_WYMAGANIA ZADANIA:_ Zamień w poniższym materiale każde wystąpienie „photograph” na „image”, a pozostałą treść przepisz bez zmian.

(Wpisy danych)
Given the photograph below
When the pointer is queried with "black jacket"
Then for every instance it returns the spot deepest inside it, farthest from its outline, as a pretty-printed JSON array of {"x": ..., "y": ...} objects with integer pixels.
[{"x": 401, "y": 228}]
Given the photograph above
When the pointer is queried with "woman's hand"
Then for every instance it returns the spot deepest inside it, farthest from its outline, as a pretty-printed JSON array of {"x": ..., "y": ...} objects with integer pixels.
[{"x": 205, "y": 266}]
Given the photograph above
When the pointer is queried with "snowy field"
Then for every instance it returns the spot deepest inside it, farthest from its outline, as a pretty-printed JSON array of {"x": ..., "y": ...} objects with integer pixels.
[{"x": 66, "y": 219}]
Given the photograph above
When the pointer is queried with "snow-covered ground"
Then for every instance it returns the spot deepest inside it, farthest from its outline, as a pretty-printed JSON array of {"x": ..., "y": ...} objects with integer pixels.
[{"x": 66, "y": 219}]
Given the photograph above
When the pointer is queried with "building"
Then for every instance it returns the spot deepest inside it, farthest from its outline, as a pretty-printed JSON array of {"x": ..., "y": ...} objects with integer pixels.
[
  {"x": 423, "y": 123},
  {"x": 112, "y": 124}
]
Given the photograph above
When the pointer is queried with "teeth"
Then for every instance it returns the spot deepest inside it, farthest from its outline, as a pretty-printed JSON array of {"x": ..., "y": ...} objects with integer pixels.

_ODPOWIEDŹ:_
Given the image below
When the pointer is queried with "black jacket"
Then for every instance it returns the spot deepest inside it, farthest from its outline, as a pretty-printed JSON array of {"x": ..., "y": ...} objects with integer pixels.
[{"x": 401, "y": 228}]
Given the image above
When the pointer is queried with "woman's hand"
Then for every instance it returns the spot deepest inside it, farthest from its outline, as a pretty-printed JSON array of {"x": ..., "y": ...} objects with integer pixels.
[{"x": 205, "y": 266}]
Given the image above
When the pointer is queried with "snowy field"
Then for every instance it returns the spot deepest inside it, farthest from its outline, as a pretty-printed JSON array of {"x": ..., "y": ...} objects with integer pixels.
[{"x": 66, "y": 219}]
Given the image above
When the pointer is queried with "snow-covered ground"
Then for every instance it returns the spot deepest inside it, farthest from its outline, as a pretty-printed JSON array of {"x": ..., "y": ...} objects with integer pixels.
[{"x": 66, "y": 219}]
Given the image above
When the pointer is queried with "building"
Then for every instance it returns the spot deepest inside it, farthest from its outline, as a pretty-printed JSON array of {"x": ..., "y": ...} objects with integer pixels.
[
  {"x": 423, "y": 123},
  {"x": 112, "y": 124}
]
Given the image above
When the pointer is queried with "teeth"
Then for every instance it returns the spot deepest inside it, farthest from its outline, as a pretty-printed JSON array of {"x": ..., "y": ...} objects with integer pixels.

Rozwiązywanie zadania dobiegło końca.